> **GIVEN RECORDS**:

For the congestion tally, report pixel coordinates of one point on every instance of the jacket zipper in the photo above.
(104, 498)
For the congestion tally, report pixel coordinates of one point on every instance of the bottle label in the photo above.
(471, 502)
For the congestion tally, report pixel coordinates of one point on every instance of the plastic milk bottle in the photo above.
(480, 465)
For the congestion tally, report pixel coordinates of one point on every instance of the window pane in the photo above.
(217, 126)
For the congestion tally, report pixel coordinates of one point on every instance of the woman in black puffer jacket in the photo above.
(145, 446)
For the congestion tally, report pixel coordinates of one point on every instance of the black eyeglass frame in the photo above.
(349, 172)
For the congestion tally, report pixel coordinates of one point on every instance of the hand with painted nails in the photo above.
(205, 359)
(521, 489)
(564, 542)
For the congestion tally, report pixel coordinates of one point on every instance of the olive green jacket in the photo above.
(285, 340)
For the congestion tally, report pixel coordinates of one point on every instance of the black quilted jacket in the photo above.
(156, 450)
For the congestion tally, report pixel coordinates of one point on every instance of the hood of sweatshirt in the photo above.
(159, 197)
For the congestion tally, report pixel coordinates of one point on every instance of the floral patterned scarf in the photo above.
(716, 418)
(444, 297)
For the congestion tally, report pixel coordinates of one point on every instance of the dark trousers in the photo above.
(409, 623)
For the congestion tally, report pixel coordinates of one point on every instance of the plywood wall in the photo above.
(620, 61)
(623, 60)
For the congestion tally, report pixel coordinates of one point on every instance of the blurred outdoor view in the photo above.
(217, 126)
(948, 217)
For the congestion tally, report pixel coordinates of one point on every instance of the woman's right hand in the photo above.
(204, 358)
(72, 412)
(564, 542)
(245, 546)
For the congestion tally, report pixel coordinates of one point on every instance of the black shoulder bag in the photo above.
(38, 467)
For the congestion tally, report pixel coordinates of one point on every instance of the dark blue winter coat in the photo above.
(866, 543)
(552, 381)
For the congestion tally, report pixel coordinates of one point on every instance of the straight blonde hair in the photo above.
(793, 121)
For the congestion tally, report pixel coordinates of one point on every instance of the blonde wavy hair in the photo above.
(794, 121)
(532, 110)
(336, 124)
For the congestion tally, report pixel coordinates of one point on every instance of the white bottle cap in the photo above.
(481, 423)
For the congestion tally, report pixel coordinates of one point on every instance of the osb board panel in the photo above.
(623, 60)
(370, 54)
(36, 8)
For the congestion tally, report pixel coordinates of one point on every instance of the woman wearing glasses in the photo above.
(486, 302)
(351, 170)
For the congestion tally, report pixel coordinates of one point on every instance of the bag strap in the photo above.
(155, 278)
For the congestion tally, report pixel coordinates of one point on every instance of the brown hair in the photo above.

> **GIVEN PROBLEM**: Only the lines from the one containing "panel in the photo above." to the end of the listing belong in the output, each reproduced exactly.

> **RESPONSE BELOW**:
For the congestion tally, report pixel coordinates of one point on every instance of the osb board panel in the photo above.
(623, 60)
(370, 54)
(36, 8)
For the congestion tally, report pixel coordinates of one point on every instance of the woman wearing glasses in the photo above.
(486, 302)
(351, 170)
For the congestion tally, report pixel coordinates of one point on every instance of the bag strap in the photo above.
(155, 278)
For the congestion tally, report pixel coordinates of one point on every instance of the brown hair in the photo above.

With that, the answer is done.